* _SET PROBLEM_
Everything in the listing except the pictures should be written out exactly.
****
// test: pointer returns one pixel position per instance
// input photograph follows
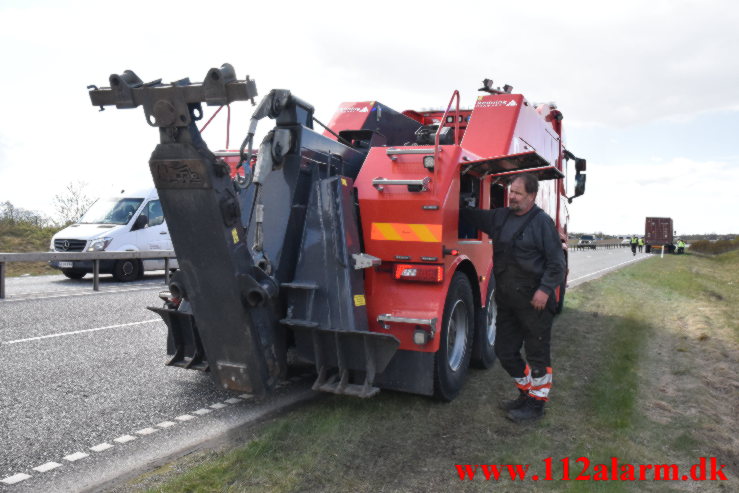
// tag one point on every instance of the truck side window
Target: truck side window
(469, 196)
(155, 213)
(497, 195)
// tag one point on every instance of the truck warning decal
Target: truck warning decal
(406, 232)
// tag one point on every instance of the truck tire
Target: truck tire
(74, 273)
(127, 270)
(483, 345)
(457, 326)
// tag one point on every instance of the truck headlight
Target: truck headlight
(100, 244)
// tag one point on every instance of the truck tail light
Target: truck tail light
(419, 272)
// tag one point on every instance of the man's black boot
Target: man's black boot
(530, 410)
(511, 404)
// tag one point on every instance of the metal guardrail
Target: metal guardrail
(95, 257)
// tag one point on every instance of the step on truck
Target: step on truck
(340, 244)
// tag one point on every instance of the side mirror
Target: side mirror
(141, 222)
(579, 186)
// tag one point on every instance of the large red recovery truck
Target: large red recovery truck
(344, 246)
(658, 234)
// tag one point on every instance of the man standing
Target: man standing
(529, 268)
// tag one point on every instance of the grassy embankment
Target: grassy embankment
(24, 237)
(645, 370)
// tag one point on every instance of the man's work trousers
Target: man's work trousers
(519, 325)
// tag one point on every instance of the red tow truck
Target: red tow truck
(344, 246)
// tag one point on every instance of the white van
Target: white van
(131, 221)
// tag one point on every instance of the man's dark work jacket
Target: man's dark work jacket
(537, 251)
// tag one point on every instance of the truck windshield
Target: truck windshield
(111, 211)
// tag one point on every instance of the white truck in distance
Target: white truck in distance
(130, 221)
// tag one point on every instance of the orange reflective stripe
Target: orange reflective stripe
(430, 233)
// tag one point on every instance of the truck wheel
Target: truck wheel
(126, 270)
(453, 356)
(483, 346)
(74, 273)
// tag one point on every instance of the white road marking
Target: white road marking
(101, 447)
(75, 456)
(82, 331)
(147, 431)
(91, 293)
(16, 478)
(124, 439)
(47, 467)
(603, 270)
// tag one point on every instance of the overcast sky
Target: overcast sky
(649, 90)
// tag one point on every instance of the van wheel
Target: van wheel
(127, 270)
(457, 326)
(483, 346)
(74, 273)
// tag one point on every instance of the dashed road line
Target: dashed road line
(75, 332)
(101, 447)
(124, 439)
(146, 431)
(606, 269)
(15, 478)
(75, 456)
(47, 467)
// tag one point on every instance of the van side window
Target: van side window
(154, 213)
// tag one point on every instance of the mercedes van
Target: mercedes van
(130, 221)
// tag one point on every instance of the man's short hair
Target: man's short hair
(530, 182)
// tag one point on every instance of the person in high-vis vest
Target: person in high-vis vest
(528, 267)
(680, 246)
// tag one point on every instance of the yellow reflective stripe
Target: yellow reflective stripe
(387, 232)
(423, 232)
(406, 232)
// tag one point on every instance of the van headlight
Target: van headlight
(100, 244)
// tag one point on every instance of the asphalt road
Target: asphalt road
(85, 397)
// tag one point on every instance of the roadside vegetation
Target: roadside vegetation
(714, 247)
(645, 370)
(23, 230)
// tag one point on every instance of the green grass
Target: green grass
(640, 362)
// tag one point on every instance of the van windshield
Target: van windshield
(111, 211)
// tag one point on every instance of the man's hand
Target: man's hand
(539, 301)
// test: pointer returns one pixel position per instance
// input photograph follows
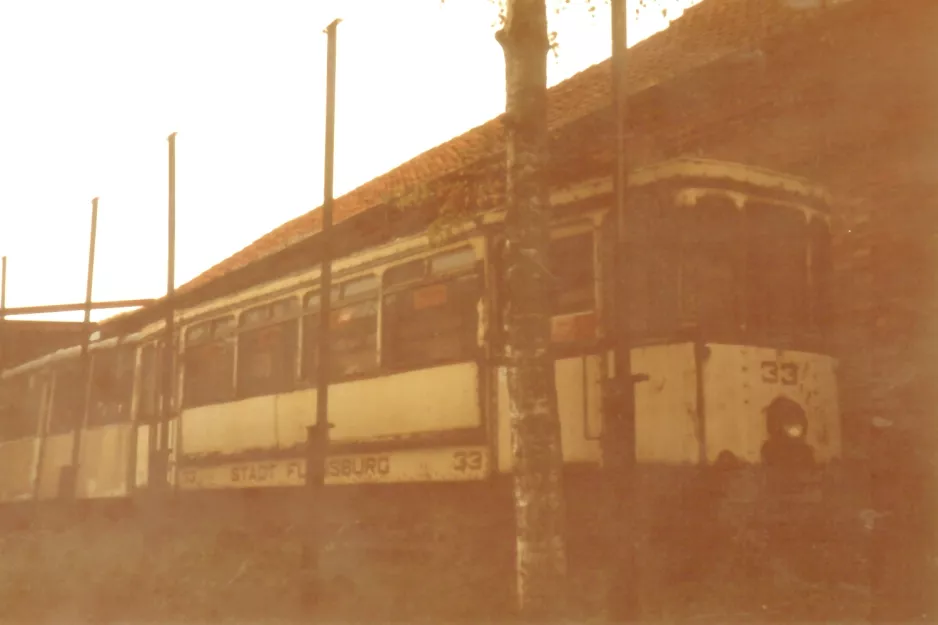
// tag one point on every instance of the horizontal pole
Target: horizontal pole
(36, 310)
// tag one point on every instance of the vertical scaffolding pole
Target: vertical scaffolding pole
(318, 435)
(161, 467)
(3, 310)
(619, 428)
(70, 473)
****
* _EXERCISE ANSWER_
// test: pointer returns one pixel position per instance
// input photograph follows
// tag one point on every instance of the truck side window
Target: truck side window
(469, 196)
(155, 213)
(497, 195)
// tag one point on every instance of the truck warning decal
Target: truck warning decal
(406, 232)
// tag one point on every instance of the truck tire
Target: truck tire
(74, 273)
(127, 270)
(483, 345)
(457, 326)
// tag one point on every instance of the truck headlight
Target: truck headlight
(100, 244)
// tag one point on every instance of the truck tail light
Target: truck tail light
(419, 272)
// tag one point on every instance of the man's black boot
Target: man's black boot
(530, 410)
(511, 404)
// tag one point on every instance of the metal guardrail
Target: metal guardrail
(95, 257)
// tag one point on every instance of the step on truck
Target: step on truck
(340, 244)
// tag one point on every instance of the side mirror
Target: side mirror
(141, 222)
(579, 186)
// tag one point on every instance of the large red recovery truck
Target: large red recovery truck
(344, 246)
(658, 234)
// tag one point on every instance of the man standing
Target: man standing
(529, 268)
// tag one point on every instance of the grassy embankment
Target: grassy embankment
(24, 237)
(645, 370)
// tag one point on every instance of the man's work trousers
Target: man's work trousers
(519, 325)
// tag one point on every instance of the red tow truck
Target: red tow truck
(344, 246)
// tag one point on every instance of the white van
Target: white van
(131, 221)
// tag one point on every instance of the man's dark work jacket
Target: man's dark work jacket
(537, 251)
// tag one point on every instance of the truck windshield
Target: truck windshield
(111, 211)
// tag one point on every instance of the white truck in distance
Target: white truck in distance
(130, 221)
// tag one point on every instance of the orange reflective stripe
Target: orange reflective stripe
(430, 233)
// tag one point on every instance of the truck wheel
Target: truck wheel
(126, 270)
(453, 356)
(483, 346)
(74, 273)
// tag one point on every instance of the white road marking
Target: white road marking
(101, 447)
(75, 456)
(82, 331)
(147, 431)
(91, 293)
(16, 478)
(124, 439)
(47, 467)
(603, 270)
// tag one point on every instance of the overcast sky
Target: overcast sky
(649, 90)
// tag one point on every instance of the van wheel
Target: van wheel
(127, 270)
(457, 326)
(483, 346)
(74, 273)
// tag one point on every instance of the dashed road line
Target: dashed road line
(75, 332)
(101, 447)
(124, 439)
(146, 431)
(606, 269)
(15, 478)
(75, 456)
(47, 467)
// tag one point on every instance of the van side window
Target: van side window
(154, 213)
// tag one point on every instance of the mercedes van
Target: mercedes van
(130, 221)
// tag one point on every instance of the man's short hair
Target: man's short hair
(530, 182)
// tag one point on every instance of the person in high-vis vest
Target: person in high-vis vest
(528, 267)
(680, 246)
// tag one point on every instance of the yellow reflective stripe
Target: yellow reflective stripe
(387, 232)
(423, 232)
(406, 232)
// tag one point on every instance of the van headlight
Target: van headlight
(100, 244)
// tag one point on every instance of the asphalt road
Target: asphalt road
(85, 397)
// tag one point on every instance of the roadside vegetation
Target: roadside vegetation
(714, 247)
(645, 370)
(23, 230)
// tag one point on every instance of the green grass
Target: green grass
(640, 362)
// tag one point on every instance of the van windshield
Target: van windshield
(111, 211)
// tag one point on every instance of the man's hand
Target: man's hand
(539, 301)
// test: pointer returns one pixel position per instance
// input photograph follows
// tag one point on every instance of the horizontal pole
Target: horizontal pole
(36, 310)
// tag one point on every instance of the vertical scaffolding pole
Target: vertical scaffolding pole
(318, 435)
(161, 467)
(3, 310)
(619, 428)
(70, 473)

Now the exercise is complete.